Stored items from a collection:
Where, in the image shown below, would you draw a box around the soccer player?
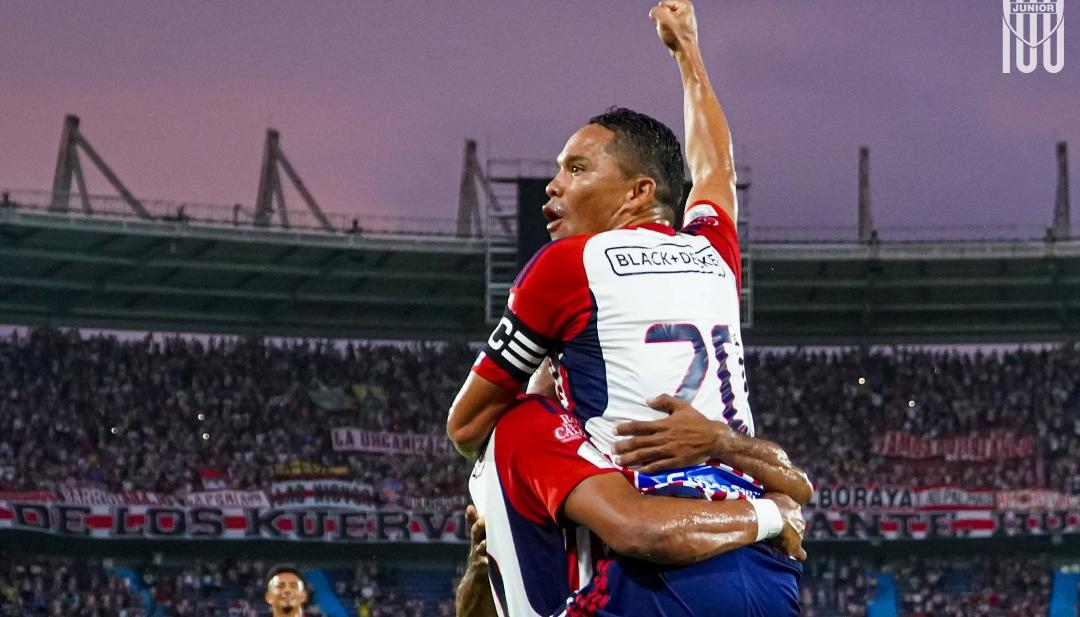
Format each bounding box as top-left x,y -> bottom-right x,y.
458,395 -> 806,617
447,0 -> 811,502
266,566 -> 308,617
448,1 -> 810,615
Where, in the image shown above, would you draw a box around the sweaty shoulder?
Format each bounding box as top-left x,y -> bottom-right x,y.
683,200 -> 742,289
508,233 -> 594,340
495,395 -> 618,523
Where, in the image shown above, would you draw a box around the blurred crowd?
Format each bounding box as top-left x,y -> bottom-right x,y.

> [What is asked] Can you retype all of the items above word for word, omitting the pictures?

> [Full solution]
Where, in the image shown below, would you draw a box around the soccer player?
Format each bounding box as top-left x,y -> bottom-right x,y.
458,395 -> 806,617
447,0 -> 811,502
266,566 -> 308,617
448,1 -> 810,615
Where, in the image shown above, would you draw a box around the sweaty shoulder?
Format each bounding box as top-left x,y -> bottom-right x,y.
683,200 -> 742,289
508,233 -> 594,340
495,395 -> 618,523
Where, in the image shown above, would you draw a box around the blurred crowd?
Format each bounding box as top-left x,y -> bottom-right x,y.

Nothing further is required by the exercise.